[Problem] Repeat precisely, and only, the lines between the line containing "task: outline the tree foliage" and the end of the listing below, both ends included.

↓↓↓

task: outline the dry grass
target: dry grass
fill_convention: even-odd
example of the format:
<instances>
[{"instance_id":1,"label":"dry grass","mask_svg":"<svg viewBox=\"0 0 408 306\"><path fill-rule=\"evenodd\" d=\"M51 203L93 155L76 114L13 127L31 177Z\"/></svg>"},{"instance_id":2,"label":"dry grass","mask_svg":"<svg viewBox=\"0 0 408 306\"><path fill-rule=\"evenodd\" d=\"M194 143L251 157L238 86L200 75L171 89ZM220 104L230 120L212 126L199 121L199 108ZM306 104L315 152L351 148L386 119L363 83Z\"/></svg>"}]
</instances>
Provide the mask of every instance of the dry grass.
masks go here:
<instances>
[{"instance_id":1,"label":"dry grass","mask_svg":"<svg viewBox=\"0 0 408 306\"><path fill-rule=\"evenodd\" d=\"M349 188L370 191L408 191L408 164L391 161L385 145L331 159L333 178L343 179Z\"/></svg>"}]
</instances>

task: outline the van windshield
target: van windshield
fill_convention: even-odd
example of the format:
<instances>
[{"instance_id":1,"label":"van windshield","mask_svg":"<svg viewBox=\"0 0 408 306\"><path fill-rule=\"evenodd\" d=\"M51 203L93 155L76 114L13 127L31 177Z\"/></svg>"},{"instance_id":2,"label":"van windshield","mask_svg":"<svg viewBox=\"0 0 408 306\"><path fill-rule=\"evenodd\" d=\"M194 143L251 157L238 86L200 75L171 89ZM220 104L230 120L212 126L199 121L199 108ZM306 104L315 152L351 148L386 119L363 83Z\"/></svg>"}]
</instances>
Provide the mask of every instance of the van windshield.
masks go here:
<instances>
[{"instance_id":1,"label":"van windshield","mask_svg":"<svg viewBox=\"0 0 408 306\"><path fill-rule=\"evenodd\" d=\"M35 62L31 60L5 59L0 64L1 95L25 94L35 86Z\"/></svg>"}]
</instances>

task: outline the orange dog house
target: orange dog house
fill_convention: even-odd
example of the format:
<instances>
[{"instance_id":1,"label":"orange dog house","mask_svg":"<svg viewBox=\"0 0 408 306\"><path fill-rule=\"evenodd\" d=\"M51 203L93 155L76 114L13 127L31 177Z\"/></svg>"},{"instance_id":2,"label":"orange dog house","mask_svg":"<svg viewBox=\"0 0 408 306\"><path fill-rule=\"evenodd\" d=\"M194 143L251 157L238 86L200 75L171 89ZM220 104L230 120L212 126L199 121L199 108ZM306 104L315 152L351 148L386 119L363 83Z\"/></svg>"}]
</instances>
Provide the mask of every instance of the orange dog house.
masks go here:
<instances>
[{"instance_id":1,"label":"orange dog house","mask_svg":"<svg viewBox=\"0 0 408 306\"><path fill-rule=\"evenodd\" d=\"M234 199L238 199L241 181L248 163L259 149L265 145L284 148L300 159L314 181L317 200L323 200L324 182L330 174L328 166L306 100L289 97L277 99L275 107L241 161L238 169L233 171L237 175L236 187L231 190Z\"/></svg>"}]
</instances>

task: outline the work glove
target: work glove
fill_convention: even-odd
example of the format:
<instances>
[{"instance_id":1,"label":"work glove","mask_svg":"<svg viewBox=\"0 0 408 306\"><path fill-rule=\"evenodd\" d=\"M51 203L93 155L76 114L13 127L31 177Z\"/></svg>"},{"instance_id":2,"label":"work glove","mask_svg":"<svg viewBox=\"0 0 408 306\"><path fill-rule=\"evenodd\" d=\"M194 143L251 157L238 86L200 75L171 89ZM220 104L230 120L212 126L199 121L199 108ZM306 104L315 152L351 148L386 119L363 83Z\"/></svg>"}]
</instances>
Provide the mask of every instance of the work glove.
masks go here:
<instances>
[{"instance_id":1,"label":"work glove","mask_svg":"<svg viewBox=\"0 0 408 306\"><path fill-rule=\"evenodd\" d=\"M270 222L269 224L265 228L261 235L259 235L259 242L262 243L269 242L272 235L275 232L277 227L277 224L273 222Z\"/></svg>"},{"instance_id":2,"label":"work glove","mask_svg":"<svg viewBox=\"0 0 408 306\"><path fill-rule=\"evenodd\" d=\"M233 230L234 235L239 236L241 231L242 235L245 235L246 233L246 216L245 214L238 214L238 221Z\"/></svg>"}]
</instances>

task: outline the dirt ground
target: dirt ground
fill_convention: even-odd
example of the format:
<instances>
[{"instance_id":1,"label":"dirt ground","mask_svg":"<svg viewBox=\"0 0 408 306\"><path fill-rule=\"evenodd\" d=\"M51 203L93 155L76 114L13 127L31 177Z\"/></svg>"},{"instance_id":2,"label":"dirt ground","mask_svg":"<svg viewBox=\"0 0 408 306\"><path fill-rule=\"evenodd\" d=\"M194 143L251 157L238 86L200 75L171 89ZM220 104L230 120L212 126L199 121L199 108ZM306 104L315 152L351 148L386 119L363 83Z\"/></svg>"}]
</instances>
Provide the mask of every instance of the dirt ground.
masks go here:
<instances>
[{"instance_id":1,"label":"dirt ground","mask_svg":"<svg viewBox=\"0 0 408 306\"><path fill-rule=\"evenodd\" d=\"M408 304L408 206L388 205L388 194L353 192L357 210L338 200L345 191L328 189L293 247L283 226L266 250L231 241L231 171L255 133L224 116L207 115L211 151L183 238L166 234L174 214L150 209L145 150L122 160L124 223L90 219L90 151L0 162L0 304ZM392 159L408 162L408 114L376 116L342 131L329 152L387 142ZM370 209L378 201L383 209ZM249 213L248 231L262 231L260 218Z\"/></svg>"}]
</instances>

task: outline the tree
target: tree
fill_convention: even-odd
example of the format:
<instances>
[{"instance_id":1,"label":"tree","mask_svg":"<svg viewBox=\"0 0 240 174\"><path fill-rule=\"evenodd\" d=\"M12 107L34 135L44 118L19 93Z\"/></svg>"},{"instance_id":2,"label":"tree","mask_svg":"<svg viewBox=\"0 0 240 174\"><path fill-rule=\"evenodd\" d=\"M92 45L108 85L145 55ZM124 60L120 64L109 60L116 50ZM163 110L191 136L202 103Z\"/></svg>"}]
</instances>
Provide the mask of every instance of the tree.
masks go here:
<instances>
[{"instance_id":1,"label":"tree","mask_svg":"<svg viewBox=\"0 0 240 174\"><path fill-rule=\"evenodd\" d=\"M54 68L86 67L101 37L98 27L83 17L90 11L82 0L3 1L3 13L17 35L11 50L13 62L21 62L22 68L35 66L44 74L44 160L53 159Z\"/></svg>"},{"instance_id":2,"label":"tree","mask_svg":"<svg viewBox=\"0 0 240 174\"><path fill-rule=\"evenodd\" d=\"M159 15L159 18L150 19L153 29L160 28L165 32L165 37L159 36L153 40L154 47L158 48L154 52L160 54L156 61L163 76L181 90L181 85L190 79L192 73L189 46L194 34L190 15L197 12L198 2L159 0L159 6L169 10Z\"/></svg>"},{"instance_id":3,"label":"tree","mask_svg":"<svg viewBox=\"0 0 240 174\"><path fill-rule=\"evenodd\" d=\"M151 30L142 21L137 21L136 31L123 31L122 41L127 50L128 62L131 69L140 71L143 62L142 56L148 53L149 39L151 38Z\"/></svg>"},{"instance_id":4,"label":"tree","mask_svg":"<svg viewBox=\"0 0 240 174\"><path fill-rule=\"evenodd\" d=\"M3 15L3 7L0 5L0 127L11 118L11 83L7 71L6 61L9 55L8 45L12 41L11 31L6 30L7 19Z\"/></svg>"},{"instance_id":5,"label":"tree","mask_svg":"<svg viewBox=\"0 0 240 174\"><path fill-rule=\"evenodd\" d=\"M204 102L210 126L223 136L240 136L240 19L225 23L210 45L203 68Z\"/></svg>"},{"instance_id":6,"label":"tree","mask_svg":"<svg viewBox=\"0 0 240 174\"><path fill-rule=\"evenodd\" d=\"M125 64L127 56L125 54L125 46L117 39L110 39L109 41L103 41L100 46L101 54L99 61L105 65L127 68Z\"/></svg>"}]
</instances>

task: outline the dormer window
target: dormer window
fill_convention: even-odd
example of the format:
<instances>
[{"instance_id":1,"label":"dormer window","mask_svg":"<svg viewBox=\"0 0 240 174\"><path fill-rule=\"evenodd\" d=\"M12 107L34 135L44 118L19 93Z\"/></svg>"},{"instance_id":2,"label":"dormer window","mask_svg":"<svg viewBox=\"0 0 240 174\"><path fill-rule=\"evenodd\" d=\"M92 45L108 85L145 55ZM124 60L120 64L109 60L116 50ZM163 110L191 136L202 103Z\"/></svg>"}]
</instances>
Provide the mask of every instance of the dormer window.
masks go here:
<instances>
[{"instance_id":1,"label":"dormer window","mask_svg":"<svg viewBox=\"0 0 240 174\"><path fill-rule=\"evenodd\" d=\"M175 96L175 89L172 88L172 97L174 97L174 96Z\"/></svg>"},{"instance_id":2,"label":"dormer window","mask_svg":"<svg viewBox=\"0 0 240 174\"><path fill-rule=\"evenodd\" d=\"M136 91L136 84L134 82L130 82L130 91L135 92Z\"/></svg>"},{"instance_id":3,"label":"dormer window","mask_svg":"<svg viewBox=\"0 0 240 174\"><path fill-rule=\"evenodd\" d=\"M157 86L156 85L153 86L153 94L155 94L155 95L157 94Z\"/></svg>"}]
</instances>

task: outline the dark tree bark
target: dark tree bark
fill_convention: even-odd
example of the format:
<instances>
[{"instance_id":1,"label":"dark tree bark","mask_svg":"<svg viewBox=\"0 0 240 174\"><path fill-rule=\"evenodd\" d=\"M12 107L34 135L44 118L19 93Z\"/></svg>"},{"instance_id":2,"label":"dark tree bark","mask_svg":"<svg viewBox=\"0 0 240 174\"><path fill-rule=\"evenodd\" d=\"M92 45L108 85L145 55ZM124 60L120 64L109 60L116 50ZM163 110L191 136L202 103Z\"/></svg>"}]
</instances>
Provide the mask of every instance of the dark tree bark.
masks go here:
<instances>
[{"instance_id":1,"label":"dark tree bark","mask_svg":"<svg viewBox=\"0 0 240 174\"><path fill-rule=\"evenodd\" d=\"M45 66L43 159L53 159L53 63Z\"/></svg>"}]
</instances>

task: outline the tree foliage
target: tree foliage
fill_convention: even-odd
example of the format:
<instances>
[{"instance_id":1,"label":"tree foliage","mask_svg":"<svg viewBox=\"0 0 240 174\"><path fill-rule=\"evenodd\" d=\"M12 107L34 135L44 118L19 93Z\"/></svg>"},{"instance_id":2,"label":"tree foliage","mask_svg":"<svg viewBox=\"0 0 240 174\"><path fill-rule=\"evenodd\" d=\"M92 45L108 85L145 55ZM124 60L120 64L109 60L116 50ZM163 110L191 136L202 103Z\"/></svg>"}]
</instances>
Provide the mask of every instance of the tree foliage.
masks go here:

↑↑↑

[Result]
task: outline the tree foliage
target: tree foliage
fill_convention: even-odd
example of the format:
<instances>
[{"instance_id":1,"label":"tree foliage","mask_svg":"<svg viewBox=\"0 0 240 174\"><path fill-rule=\"evenodd\" d=\"M12 107L34 135L44 118L19 93Z\"/></svg>"},{"instance_id":2,"label":"tree foliage","mask_svg":"<svg viewBox=\"0 0 240 174\"><path fill-rule=\"evenodd\" d=\"M92 45L108 85L145 55ZM124 60L120 64L109 60L116 50ZM163 110L191 136L202 103Z\"/></svg>"}]
</instances>
Provide the mask of every instance of the tree foliage.
masks go here:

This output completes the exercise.